**Data provided**
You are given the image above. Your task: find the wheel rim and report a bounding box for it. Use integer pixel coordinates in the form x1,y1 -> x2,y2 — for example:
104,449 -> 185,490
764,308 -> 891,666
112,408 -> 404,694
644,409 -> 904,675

**Task requirements**
Update the records by changing "wheel rim" to "hubcap" wherever it appears, and leave everything else as it is.

**Complete answer**
You are given the image above. Your task: find the hubcap and report a bounding box for it. Use integer pixel coordinates in the form x1,y1 -> x2,y2 — for example:
104,449 -> 185,490
764,308 -> 891,666
112,408 -> 404,694
644,409 -> 904,675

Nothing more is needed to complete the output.